- _What you will do_:
Exactly reproduce each entry, leaving out nothing.

Data items:
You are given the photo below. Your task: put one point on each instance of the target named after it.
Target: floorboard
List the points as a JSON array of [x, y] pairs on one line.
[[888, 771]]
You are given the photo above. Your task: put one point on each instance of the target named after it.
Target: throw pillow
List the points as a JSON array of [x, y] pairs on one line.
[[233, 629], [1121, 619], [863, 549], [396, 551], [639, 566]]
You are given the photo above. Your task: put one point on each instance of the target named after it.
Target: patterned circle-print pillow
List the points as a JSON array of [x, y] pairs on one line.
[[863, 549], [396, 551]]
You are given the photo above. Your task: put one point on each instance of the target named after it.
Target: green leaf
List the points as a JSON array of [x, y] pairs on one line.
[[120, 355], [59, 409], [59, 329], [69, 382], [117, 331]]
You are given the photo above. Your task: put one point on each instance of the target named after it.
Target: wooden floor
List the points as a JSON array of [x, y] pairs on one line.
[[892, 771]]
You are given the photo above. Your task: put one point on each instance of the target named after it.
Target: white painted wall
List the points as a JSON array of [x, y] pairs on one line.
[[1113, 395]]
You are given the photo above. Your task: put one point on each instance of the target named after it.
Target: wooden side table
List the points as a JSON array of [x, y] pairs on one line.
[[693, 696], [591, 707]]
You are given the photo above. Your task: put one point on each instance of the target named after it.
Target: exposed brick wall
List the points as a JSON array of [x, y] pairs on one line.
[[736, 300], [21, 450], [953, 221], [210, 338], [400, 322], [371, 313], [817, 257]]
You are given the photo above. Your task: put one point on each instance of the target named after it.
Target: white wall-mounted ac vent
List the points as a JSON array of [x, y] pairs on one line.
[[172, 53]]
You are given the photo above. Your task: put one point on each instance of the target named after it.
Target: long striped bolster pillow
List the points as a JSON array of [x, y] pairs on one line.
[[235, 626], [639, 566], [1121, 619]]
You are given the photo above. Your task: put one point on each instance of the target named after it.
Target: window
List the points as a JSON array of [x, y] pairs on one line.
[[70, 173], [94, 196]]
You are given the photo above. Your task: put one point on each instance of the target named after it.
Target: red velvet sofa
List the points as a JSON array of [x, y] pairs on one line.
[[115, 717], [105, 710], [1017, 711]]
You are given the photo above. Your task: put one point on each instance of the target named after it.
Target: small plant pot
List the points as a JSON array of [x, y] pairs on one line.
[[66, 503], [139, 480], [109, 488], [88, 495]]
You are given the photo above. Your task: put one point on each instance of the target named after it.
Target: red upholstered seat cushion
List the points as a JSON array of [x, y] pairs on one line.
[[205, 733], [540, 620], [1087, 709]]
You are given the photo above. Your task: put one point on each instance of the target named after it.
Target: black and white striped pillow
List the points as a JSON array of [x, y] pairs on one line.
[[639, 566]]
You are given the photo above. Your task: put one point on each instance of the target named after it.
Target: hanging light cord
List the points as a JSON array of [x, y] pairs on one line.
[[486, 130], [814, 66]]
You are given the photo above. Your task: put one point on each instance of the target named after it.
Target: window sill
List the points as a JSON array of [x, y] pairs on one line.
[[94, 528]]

- _Reply to the exercise_:
You are given the photo below. Your task: put one point on each instance of the target named after it.
Target: floorboard
List the points as a JSON array of [x, y] pairs on one line.
[[888, 771]]
You are given the photo above. Your task: put one point on each instance of the target named after it.
Target: throw pillow
List the points as a JSON array of [x, y] pairs on one line.
[[233, 629], [1121, 619], [863, 549], [396, 551], [639, 566]]
You are given the photo above. Your task: put one point on each instance of the target named after it.
Target: patterned circle-print pillow
List the points as a JSON array of [x, y] pairs on one line.
[[863, 549], [396, 551]]
You are given the photo above. Your task: put one point on each instance of the target named after it.
Target: green leaf
List the points as a JSON array of [x, y] pairs on one line.
[[120, 355], [59, 409], [59, 329], [69, 382], [117, 331]]
You are given the photo above. Your task: put one point on each instance of the target named after it.
Target: wooden floor
List the points as a JSON array of [x, y] pairs on one line.
[[892, 771]]
You are given the photo above. Your task: put one point on each instance of the target named after it.
Target: white painted wall
List the points as a JSON array of [x, y] pairs on one line.
[[1113, 395]]
You are given the photo above. Your task: put one point on each instance of the target named after it.
Target: wooden side table
List the points as a JSON array of [x, y] pairs on one line.
[[693, 696], [591, 707]]
You are given the photo above. Your task: put one point on each instance of the target named after it.
Target: exposed brick wall
List the points as a JSON array of [x, y] pairs on one line.
[[736, 300], [21, 450], [953, 221], [210, 338], [400, 322], [371, 313], [817, 257]]
You are given the photo above. Your task: put one point on each instance of the target named after it.
Target: white wall-mounted ac vent
List the points as a JSON array of [x, y] pairs on one line.
[[172, 53]]
You are given the photo above. Your task: put one point on each instance of the target named after it.
Target: long striped bolster pillow
List the points as a JSON array of [x, y] pairs on one line.
[[235, 626], [639, 566], [1121, 619]]
You are given the photo above. Your task: put one point on each instance of the target named after it.
Target: window
List the points as a JSON array of [x, y] pairs on one line.
[[70, 173], [94, 196]]
You are given the photo above. Your task: put one point on each instance of the target named after it.
Target: red velvet sofa
List the points as a JSON array of [x, y] pairs on one line.
[[115, 717], [105, 710], [1017, 711]]
You are given the photo above. Your task: put one point on each instance of the target named after it.
Target: small plant pot
List the points as a JSON array of [x, y] pairs on one line.
[[66, 503], [139, 480], [109, 488], [88, 495]]
You are given the photo above. Your task: put one point on each instance of the target named after it.
Target: red upholstered seat cushion
List the points as a JSON array of [x, y] pairs on one line.
[[205, 733], [540, 620], [1087, 709]]
You are given the photo above. Your task: put one point on each instance of the target named after it.
Target: black and white striped pillow
List the points as a JSON array of [x, y] pairs on one line.
[[639, 566]]
You are given the photo above. Your task: put one point on each instance of the target named after it.
Target: hanging light cord
List the points as a JSON array of [x, y] pairs on one line.
[[486, 130], [814, 66]]
You are given the photo above. Your task: put one point on each instance of the target named after it.
Target: window sill
List the points as a JSON array of [x, y] pairs on one line.
[[94, 528]]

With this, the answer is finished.